- What to produce -
Reproduce exactly the lines from the one containing "task | one point per instance, each pair like [498, 35]" through the last line of the records below, both included, and nothing else.

- Given records -
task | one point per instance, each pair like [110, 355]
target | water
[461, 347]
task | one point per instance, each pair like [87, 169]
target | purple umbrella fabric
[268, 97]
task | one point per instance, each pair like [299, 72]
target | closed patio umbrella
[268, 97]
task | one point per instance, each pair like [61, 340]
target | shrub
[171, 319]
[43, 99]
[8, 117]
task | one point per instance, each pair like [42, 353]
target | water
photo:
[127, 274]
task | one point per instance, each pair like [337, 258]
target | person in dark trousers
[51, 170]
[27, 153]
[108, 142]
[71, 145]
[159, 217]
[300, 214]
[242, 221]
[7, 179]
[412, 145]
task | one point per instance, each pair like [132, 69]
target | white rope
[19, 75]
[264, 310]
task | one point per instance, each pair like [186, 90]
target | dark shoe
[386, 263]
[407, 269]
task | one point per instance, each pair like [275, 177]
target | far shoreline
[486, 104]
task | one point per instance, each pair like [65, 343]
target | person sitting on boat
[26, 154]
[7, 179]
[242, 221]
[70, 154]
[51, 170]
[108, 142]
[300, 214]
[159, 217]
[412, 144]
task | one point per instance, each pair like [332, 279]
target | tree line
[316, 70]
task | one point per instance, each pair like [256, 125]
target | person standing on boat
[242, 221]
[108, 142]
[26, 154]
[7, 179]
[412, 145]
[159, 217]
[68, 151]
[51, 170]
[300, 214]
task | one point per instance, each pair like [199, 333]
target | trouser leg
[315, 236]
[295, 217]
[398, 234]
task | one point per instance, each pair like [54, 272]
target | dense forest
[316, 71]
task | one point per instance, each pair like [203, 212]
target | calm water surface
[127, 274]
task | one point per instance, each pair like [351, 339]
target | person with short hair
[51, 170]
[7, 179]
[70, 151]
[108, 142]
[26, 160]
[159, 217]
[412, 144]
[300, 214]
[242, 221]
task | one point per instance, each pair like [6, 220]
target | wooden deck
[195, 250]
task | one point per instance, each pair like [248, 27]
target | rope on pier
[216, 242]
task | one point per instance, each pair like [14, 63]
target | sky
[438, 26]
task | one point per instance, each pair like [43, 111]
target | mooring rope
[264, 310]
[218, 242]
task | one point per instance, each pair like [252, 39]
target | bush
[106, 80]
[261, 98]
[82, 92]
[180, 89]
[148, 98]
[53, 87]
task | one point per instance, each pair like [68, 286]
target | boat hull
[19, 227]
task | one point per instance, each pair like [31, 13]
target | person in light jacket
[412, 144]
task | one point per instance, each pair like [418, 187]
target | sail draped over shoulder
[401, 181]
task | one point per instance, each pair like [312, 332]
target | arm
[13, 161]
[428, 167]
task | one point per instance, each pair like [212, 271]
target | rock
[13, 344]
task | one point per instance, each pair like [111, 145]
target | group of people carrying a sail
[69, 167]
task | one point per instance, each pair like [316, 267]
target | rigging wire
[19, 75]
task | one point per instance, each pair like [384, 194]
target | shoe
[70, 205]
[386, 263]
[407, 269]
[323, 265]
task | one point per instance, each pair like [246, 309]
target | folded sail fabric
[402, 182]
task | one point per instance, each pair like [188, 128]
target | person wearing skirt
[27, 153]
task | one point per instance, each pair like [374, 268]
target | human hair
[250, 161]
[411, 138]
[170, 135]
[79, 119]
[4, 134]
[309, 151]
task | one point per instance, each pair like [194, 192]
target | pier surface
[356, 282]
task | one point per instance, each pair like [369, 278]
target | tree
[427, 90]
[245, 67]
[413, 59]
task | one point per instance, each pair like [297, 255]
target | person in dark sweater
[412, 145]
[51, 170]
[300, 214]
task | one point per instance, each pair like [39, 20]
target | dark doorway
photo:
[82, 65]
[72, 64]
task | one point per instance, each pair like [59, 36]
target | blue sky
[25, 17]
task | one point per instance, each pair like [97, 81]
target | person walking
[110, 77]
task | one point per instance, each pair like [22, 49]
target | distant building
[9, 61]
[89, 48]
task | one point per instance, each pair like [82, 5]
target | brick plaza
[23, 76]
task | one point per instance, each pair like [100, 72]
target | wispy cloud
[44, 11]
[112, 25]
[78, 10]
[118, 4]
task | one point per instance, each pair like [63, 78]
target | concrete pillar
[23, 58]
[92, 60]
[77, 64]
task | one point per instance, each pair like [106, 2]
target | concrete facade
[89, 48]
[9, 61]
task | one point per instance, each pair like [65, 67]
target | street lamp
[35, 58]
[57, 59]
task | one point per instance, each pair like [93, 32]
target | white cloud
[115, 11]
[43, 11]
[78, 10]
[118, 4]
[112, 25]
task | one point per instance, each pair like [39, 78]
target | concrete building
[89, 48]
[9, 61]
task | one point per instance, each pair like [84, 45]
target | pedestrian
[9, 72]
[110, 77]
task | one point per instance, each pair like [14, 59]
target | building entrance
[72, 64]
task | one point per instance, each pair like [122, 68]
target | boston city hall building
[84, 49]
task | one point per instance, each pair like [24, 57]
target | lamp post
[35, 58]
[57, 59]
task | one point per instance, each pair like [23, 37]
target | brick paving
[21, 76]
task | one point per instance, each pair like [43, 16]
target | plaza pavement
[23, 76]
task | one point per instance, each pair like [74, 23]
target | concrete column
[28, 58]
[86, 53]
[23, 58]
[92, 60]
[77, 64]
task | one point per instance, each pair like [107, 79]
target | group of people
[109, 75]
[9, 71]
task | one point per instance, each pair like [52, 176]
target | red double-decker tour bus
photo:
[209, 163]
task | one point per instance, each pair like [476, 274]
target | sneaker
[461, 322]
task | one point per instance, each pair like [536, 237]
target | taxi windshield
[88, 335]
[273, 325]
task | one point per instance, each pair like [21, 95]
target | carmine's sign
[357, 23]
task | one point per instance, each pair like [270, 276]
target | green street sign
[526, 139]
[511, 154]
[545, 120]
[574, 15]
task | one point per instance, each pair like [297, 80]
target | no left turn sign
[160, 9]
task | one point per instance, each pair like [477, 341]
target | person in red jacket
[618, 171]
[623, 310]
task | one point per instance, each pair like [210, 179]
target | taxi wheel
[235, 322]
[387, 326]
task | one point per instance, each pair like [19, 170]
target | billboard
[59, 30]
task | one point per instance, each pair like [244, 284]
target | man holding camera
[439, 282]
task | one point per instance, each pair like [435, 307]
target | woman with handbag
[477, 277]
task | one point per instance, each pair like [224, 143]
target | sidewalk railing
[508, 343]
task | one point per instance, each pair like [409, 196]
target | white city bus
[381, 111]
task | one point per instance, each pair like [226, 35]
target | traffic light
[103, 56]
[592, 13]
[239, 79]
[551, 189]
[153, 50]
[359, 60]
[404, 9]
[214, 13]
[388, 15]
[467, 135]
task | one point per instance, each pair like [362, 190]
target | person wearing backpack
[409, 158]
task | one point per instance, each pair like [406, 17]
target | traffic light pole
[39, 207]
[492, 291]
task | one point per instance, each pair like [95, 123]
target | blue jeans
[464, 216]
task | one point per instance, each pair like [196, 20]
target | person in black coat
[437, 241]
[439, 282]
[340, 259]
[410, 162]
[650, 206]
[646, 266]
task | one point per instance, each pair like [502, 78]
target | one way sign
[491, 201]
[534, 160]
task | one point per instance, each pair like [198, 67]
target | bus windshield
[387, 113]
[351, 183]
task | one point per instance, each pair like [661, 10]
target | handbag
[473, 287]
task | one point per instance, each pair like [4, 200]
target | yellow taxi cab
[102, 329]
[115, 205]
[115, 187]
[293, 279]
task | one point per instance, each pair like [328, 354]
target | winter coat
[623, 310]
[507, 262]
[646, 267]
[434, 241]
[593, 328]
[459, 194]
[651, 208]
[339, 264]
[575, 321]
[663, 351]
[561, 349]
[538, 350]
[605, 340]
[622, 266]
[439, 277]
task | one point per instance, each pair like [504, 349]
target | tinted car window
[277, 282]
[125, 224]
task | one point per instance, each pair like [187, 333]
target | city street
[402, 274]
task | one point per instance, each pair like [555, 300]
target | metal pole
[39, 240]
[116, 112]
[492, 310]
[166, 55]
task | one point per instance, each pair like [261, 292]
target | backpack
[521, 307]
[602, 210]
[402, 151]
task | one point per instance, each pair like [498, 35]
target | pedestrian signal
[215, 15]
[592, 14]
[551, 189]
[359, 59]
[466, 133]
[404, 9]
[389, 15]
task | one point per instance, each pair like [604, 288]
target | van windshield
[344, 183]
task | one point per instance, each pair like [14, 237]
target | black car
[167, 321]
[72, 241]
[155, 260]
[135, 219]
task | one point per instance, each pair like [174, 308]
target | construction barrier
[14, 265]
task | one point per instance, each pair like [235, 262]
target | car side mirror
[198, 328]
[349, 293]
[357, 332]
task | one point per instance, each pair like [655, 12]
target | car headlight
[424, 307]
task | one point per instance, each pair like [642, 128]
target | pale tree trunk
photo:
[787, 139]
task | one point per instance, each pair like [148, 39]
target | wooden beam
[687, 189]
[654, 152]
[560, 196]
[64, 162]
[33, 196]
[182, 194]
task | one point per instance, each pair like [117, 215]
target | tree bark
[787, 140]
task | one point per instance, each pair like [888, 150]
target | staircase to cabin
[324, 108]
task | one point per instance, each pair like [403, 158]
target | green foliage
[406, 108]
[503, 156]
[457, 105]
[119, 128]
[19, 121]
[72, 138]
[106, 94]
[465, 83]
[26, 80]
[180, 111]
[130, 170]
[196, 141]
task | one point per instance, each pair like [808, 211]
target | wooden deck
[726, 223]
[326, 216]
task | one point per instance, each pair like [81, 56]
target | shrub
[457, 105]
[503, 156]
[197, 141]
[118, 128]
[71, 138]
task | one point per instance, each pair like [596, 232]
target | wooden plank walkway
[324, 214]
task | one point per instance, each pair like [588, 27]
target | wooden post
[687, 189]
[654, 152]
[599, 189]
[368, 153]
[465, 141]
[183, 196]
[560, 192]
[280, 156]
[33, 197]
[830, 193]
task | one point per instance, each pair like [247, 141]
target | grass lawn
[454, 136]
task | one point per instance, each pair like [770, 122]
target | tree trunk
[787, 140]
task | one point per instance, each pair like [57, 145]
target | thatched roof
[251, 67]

- Response to this exercise -
task | one point per instance, each pair like [498, 35]
target | pedestrian signal
[215, 15]
[592, 14]
[551, 189]
[359, 59]
[466, 133]
[404, 9]
[389, 15]
task | one point per instance, each pair like [604, 288]
target | van windshield
[344, 183]
task | one point per instance, each pair like [14, 237]
target | black car
[167, 321]
[72, 241]
[155, 260]
[135, 219]
task | one point per instance, each pair like [174, 308]
target | construction barrier
[14, 265]
task | one point per instance, each pair like [235, 262]
target | car side mirror
[198, 328]
[349, 293]
[357, 332]
task | one point per instance, each pair like [655, 12]
target | car headlight
[424, 307]
task | one point per instance, each pair like [642, 128]
target | pale tree trunk
photo:
[787, 139]
task | one point per instance, each pair like [148, 39]
target | wooden beam
[687, 189]
[654, 152]
[560, 196]
[64, 162]
[33, 196]
[182, 194]
task | one point per instance, each pair like [117, 215]
target | tree bark
[787, 140]
task | one point per instance, each pair like [888, 150]
target | staircase to cabin
[324, 108]
task | one point per instance, each pair like [403, 158]
target | green foliage
[406, 108]
[503, 156]
[457, 105]
[119, 128]
[19, 121]
[72, 138]
[106, 94]
[465, 83]
[26, 80]
[180, 111]
[130, 170]
[196, 141]
task | one point per instance, each pair like [808, 211]
target | wooden deck
[726, 223]
[326, 216]
task | one point per instance, each pair like [81, 56]
target | shrub
[457, 105]
[503, 156]
[197, 141]
[118, 128]
[71, 138]
task | one point per instance, each pair like [596, 232]
target | wooden plank walkway
[324, 214]
task | one point per instance, each pair like [588, 27]
target | wooden post
[687, 189]
[654, 152]
[599, 189]
[368, 153]
[465, 141]
[183, 196]
[560, 192]
[280, 156]
[33, 197]
[830, 193]
task | one point per instance, each pair like [247, 141]
target | grass lawn
[454, 136]
task | one point per instance, each pair like [770, 122]
target | tree trunk
[787, 140]
task | one point per instance, each pair like [57, 145]
target | thatched roof
[251, 67]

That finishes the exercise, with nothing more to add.